• **EXERCISE DETAILS**
Rewrite all of the items below, replacing every "instance" with "object" and changing nothing else. Omit the pictures from your answer.

# START OF GIVEN INFORMATION

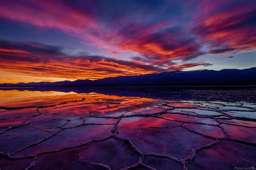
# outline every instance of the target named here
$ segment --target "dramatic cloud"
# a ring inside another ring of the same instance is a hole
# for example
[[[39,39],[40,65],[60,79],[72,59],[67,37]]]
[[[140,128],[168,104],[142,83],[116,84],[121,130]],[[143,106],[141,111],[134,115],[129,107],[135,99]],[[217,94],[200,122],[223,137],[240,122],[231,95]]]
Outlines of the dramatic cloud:
[[[254,0],[181,1],[1,1],[0,17],[60,31],[109,56],[5,42],[1,67],[34,77],[94,79],[207,66],[192,60],[255,50]],[[129,52],[134,55],[123,57]]]
[[[70,56],[59,47],[39,44],[0,40],[1,70],[16,74],[65,79],[98,79],[119,76],[139,75],[179,70],[205,63],[185,66],[173,64],[168,69],[103,56]],[[6,77],[3,78],[6,81]],[[31,81],[31,80],[30,80]]]

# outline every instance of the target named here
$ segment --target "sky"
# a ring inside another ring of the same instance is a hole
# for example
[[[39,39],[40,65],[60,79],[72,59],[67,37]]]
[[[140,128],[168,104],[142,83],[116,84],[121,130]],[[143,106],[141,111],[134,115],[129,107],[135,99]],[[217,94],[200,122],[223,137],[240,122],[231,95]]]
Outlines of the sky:
[[[255,0],[0,1],[0,83],[255,66]]]

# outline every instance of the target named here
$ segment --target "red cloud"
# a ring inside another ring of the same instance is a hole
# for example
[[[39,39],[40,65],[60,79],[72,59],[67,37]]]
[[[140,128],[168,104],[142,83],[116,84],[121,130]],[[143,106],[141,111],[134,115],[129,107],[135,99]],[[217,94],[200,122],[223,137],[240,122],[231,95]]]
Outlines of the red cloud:
[[[44,79],[52,78],[54,81],[57,78],[98,79],[119,76],[139,75],[179,70],[196,65],[204,65],[198,63],[181,65],[180,67],[175,65],[172,68],[163,69],[138,62],[98,56],[70,56],[63,53],[58,47],[36,45],[0,41],[1,70],[30,76],[30,81],[37,79],[36,77]],[[6,81],[8,76],[3,74],[3,82]],[[11,81],[14,82],[15,80]]]

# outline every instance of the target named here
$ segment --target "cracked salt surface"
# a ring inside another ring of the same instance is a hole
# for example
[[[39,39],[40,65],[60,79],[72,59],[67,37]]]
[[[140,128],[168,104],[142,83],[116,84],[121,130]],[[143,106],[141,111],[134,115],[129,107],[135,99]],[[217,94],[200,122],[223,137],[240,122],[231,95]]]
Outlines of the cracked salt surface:
[[[1,170],[256,165],[254,89],[152,98],[59,90],[0,90]]]

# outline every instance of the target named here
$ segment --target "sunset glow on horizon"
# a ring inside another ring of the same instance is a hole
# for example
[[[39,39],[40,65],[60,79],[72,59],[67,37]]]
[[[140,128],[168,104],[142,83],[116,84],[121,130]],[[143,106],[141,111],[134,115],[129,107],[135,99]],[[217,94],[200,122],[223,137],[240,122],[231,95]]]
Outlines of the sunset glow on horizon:
[[[256,66],[255,1],[0,1],[0,83]]]

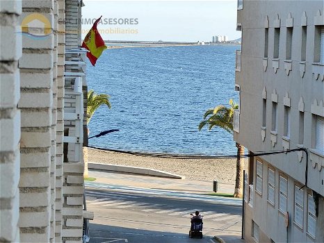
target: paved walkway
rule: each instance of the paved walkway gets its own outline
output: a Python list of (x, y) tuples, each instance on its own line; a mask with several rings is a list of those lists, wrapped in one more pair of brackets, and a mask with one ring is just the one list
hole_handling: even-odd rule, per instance
[[(89, 176), (97, 178), (96, 182), (120, 185), (175, 190), (183, 192), (213, 192), (213, 181), (171, 179), (111, 171), (90, 170)], [(234, 185), (218, 183), (218, 192), (234, 193)]]
[[(186, 193), (211, 193), (213, 192), (213, 181), (171, 179), (160, 177), (152, 177), (112, 171), (89, 171), (89, 176), (97, 178), (98, 183), (118, 185), (124, 186), (138, 187), (157, 190), (165, 190)], [(234, 185), (218, 184), (220, 193), (233, 193)], [(235, 224), (225, 232), (218, 232), (216, 235), (221, 237), (225, 242), (243, 242), (241, 240), (241, 224)], [(232, 232), (232, 233), (231, 233)], [(217, 242), (217, 241), (216, 241)]]

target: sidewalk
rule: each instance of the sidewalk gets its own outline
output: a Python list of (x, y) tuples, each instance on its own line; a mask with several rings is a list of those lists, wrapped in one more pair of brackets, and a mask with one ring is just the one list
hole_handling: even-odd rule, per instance
[[(97, 178), (96, 182), (151, 189), (174, 190), (187, 193), (213, 192), (213, 181), (172, 179), (138, 174), (90, 170), (89, 176)], [(218, 192), (233, 193), (234, 185), (218, 183)]]

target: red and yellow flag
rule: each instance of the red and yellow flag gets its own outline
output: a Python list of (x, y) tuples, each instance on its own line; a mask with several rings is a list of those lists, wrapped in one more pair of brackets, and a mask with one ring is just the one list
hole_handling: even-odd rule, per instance
[(93, 24), (92, 28), (91, 28), (82, 43), (82, 47), (89, 50), (87, 56), (93, 66), (96, 64), (97, 59), (102, 55), (102, 51), (107, 49), (107, 47), (104, 44), (104, 40), (102, 40), (102, 37), (97, 29), (97, 25), (102, 17), (97, 19), (95, 24)]

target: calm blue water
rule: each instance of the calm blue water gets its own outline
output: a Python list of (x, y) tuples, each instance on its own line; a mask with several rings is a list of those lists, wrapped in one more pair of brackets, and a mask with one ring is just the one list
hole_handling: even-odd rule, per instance
[(132, 151), (216, 155), (235, 153), (232, 135), (215, 128), (198, 131), (204, 112), (234, 91), (238, 46), (186, 46), (106, 50), (87, 65), (89, 89), (111, 95), (112, 108), (93, 115), (94, 146)]

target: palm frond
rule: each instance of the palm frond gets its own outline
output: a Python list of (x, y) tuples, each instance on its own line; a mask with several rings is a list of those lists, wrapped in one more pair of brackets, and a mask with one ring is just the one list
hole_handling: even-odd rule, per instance
[(110, 96), (106, 94), (96, 94), (94, 90), (89, 90), (88, 92), (87, 106), (87, 124), (89, 123), (95, 112), (101, 106), (106, 106), (109, 109), (111, 104), (109, 101)]
[(226, 131), (233, 133), (233, 119), (234, 110), (238, 108), (238, 105), (232, 99), (229, 101), (229, 107), (220, 105), (213, 109), (207, 110), (203, 120), (200, 123), (198, 129), (200, 131), (206, 125), (209, 125), (209, 130), (214, 126), (218, 126)]

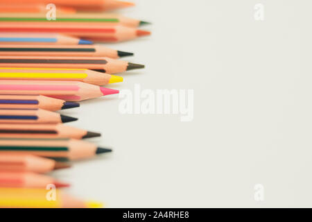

# END OF GIVEN INFORMATION

• **SOLUTION TO THIS PROBLEM**
# outline every object of the target named here
$ segment --target "dramatic cloud"
# a ring inside another ring of the same object is a hole
# for example
[[[39,39],[40,65],[60,79],[72,59],[67,37]]]
[[[140,128],[168,104],[142,83],[116,84],[121,130]],[[143,106],[141,111],[134,115],[129,107],[135,99]],[[217,94],[200,122],[223,137],[240,122],[231,95]]]
Outlines of the dramatic cloud:
[[[254,0],[181,1],[1,1],[0,17],[60,31],[109,56],[5,42],[1,67],[34,77],[94,79],[207,66],[192,60],[255,50]],[[129,52],[134,55],[123,57]]]
[[[70,56],[59,47],[39,44],[0,40],[1,70],[16,74],[65,79],[98,79],[119,76],[139,75],[179,70],[205,63],[185,66],[173,64],[168,69],[103,56]],[[6,77],[3,78],[6,81]],[[31,81],[31,80],[30,80]]]

# outline every object of the target named here
$ segment --target "sky"
# a ring inside another ring of the same object is a hole
# for example
[[[39,39],[40,65],[60,79],[72,59],[67,37]]]
[[[140,128],[168,104],[142,83],[116,84],[121,130]],[[143,106],[141,111],[134,115],[129,107],[135,99]],[[217,94],[200,122],[223,137],[240,122],[231,95]]]
Outlines of the sky:
[[[255,0],[0,1],[0,83],[255,66]]]

# outline every object of the target named here
$ segment --target "red cloud"
# a ring inside another ring of the same object is a hole
# for example
[[[39,39],[40,65],[60,79],[72,59],[67,37]]]
[[[140,128],[168,104],[142,83],[116,84],[121,130]],[[143,106],[141,111],[134,115],[129,107],[135,99]],[[217,94],[200,122],[223,137],[240,122],[231,95]]]
Outlines of the red cloud:
[[[44,79],[52,78],[54,81],[57,78],[98,79],[119,76],[139,75],[179,70],[196,65],[204,65],[198,63],[181,65],[180,67],[175,65],[172,68],[163,69],[138,62],[98,56],[70,56],[63,53],[58,47],[36,45],[0,41],[1,70],[30,76],[30,81],[37,79],[36,77]],[[6,81],[8,76],[3,74],[3,82]],[[11,81],[14,82],[15,80]]]

# outline every object of the target named here
$ segment --target "cracked salt surface"
# a ring inside another ring of the same object is a hole
# for example
[[[39,39],[40,65],[60,79],[72,59],[67,37]]]
[[[140,128],[168,104],[142,83],[116,84],[121,130]],[[143,106],[141,111],[134,115],[129,107],[135,99]],[[217,94],[200,122],[223,137],[240,122],[231,95]]]
Outlines of the cracked salt surface:
[[[1,170],[256,165],[254,89],[152,98],[59,90],[0,90]]]

# outline every object of the target named here
$ segment --target "sunset glow on horizon"
# a ring inside another ring of the same object is a hole
# for example
[[[39,39],[40,65],[60,79],[72,59],[67,37]]]
[[[140,128],[168,104],[142,83],[116,84],[121,130]],[[143,106],[141,111],[134,115],[129,107],[135,99]],[[217,94],[200,122],[223,137],[240,122],[231,95]]]
Outlines of the sunset glow on horizon:
[[[256,66],[255,1],[0,1],[0,83]]]

target: paved walkway
rule: each object of the paved walkway gets its own outline
output: a Python list of (x, y) tuples, each object on its own line; a mask with several rings is a list of those lists, wrapped in one more pair of brackets, and a mask with one ring is just the one list
hole_handling: even-odd rule, per object
[[(89, 176), (97, 178), (96, 182), (120, 185), (175, 190), (183, 192), (213, 192), (213, 181), (171, 179), (111, 171), (90, 170)], [(234, 185), (218, 183), (218, 192), (234, 193)]]
[[(186, 193), (211, 193), (213, 192), (213, 181), (171, 179), (160, 177), (152, 177), (112, 171), (89, 171), (89, 176), (97, 178), (98, 183), (118, 185), (124, 186), (138, 187), (157, 190), (165, 190)], [(234, 185), (218, 184), (220, 193), (233, 193)], [(235, 224), (225, 232), (218, 232), (216, 235), (221, 237), (225, 242), (243, 242), (241, 240), (241, 224)], [(232, 232), (232, 233), (231, 233)], [(217, 242), (217, 241), (216, 241)]]

target: sidewalk
rule: each object of the sidewalk gets its own outline
output: a Python list of (x, y) tuples, each object on its own line; a mask with several rings is a list of those lists, wrapped in one more pair of brackets, and a mask with one ring is just the one list
hole_handling: even-odd rule, per object
[[(97, 178), (96, 182), (151, 189), (174, 190), (187, 193), (213, 192), (213, 181), (172, 179), (138, 174), (90, 170), (89, 176)], [(218, 192), (233, 193), (234, 185), (218, 183)]]

target: red and yellow flag
rule: each object of the red and yellow flag gets its own outline
output: a Python list of (x, y) tuples, each object on its own line; a mask with several rings is a list of those lists, wrapped in one more pair of brackets, and a mask with one ring is just the one list
hole_handling: even-odd rule, per object
[(93, 24), (92, 28), (91, 28), (82, 43), (82, 47), (89, 50), (87, 56), (93, 66), (96, 64), (97, 59), (102, 55), (102, 51), (107, 49), (107, 47), (104, 44), (104, 40), (102, 40), (102, 37), (97, 29), (97, 25), (102, 17), (97, 19), (95, 24)]

target: calm blue water
rule: each object of the calm blue water gets its own outline
output: a Python list of (x, y) tuples, each object on its own line; a mask with several rings is a list of those lists, wrapped in one more pair of brackets, and a mask with one ring is just the one list
hole_handling: even-odd rule, per object
[(132, 151), (216, 155), (235, 153), (232, 135), (215, 128), (198, 131), (204, 112), (234, 91), (238, 46), (186, 46), (106, 50), (87, 65), (89, 89), (111, 95), (112, 108), (93, 115), (94, 146)]

target: palm frond
rule: each object of the palm frond gets its own outline
output: a Python list of (x, y) tuples, each object on its own line; a mask with several rings is a list of those lists, wrapped in one more pair of brackets, and a mask with one ring is just the one list
hole_handling: even-odd rule, per object
[(110, 96), (106, 94), (96, 94), (94, 90), (89, 90), (88, 92), (87, 106), (87, 124), (89, 123), (95, 112), (101, 106), (106, 106), (109, 109), (111, 104), (109, 101)]
[(226, 131), (233, 133), (233, 119), (234, 110), (238, 108), (238, 105), (232, 99), (229, 101), (229, 107), (220, 105), (213, 109), (207, 110), (203, 120), (200, 123), (198, 129), (200, 131), (206, 125), (209, 125), (209, 130), (214, 126), (218, 126)]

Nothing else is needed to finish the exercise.